Wednesday, November 21, 2018

Interdimensional Wrong Numbers

I try to think of stuff on my once-weekly tedious commute while I am listening to the Cramps or maybe some gaming podcasts. I've been playing a great deal of Dark Souls on the playstation and so I'm full of self-hatred and really want to sit next to a campfire and sulk



This week I think maybe I'd heard that there's a third Bill n Ted movie in the works, and somebody looking for EUGENE called me yesterday while I was driving, maybe a police fund raiser and it got me thinking that usually I just threaten to murder cold-callers (especially if they hassle my wife or won't take a hint, I mean c'mon bro I know you need to make a living but if you suggest to my wife that my daughter is not safe a couple of times then it gets me in the mind of conspiracies and kidnapping and such and my brain just wishes to remove some irritant and threat and make your skull into a pearl last time the manager of the poor dude even called me and I screamed at him in my underwear under the moon for a few minutes, too)

it occurs to me that Bill n Ted are good DCC PCs
Where was I?

Oh yes, wrong number calls.

● **Extracted information**:
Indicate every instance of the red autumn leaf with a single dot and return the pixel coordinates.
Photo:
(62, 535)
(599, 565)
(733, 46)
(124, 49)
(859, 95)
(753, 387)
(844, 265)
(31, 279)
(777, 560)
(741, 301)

● **Instructions**:
1. Return the passage of the Interdimensional Wrong Numbers post verbatim, from "This week I" up to and including "Where was I?".
2. Resume the blog post about interdimensional wrong numbers, picking up right after its final sentence.

● **Exercise responses**:
1.
This week I think maybe I'd heard that there's a third Bill n Ted movie in the works, and somebody looking for EUGENE called me yesterday while I was driving, maybe a police fund raiser and it got me thinking that usually I just threaten to murder cold-callers (especially if they hassle my wife or won't take a hint, I mean c'mon bro I know you need to make a living but if you suggest to my wife that my daughter is not safe a couple of times then it gets me in the mind of conspiracies and kidnapping and such and my brain just wishes to remove some irritant and threat and make your skull into a pearl last time the manager of the poor dude even called me and I screamed at him in my underwear under the moon for a few minutes, too)

it occurs to me that Bill n Ted are good DCC PCs
Where was I?

2.
So, the party finds this device, like a telephone pad, or maybe an Enigma device, or something with a couple of gizmos that have readily identifiable (but not probably understandable) runes, markings, whatever

Any party worth its salt will discard the thing, but we don't play with those people.  The wizard will try to figure it out, of course. Just noodling with it will cast a random LoTFP summon, which to my mind is the greatest meta-gaming spell there is and I am pretty sure Ramanan S. had a great automator for it a while back so it's a bit iffy if they'll keep it, but what they have is a cosmic cellphone handset and every so often you CONTACT OTHER PLANE and it could be a good one, so keep that number

FUTHARK 8675309 gets you a deva
TV6-5000 gets a vampire lord
MUDHONEY gets you an elemental of stickiness

like, there's an order to it, but not much, and you ought to be sort of careful 

keep a pokemon card deck handy, or maybe the Random Esoteric Creature Generator, or YuGiOh. I don't know, I'm torn about the RECG since it's Raggi, and it's Goodman Games, but fuck Jordan Peterson and those Kekistani guys and people that make a living by being provocative, I guess. YMMV but too close an association with scumbags makes one suspect, I guess? If a bunch of nazis latch on to your ideas then something is amiss

The trick will be for the user to remember the long (and sometimes complicated) sequence of runes/symbols/moves/whatever that will dial who/what they want, and maybe if they hit upon a good combination then kablammo now you've got a Deus Ex Machina device like some big ass giant eagles but these ones don't owe you nothing, man, in fact very time they bail your lame newb ass out you're getting in deeper to them and they could use some purple worms for breakfast


Anyway, if you want, you could use this thing I have made a while back to insert some entity (in fact, the principles are the same)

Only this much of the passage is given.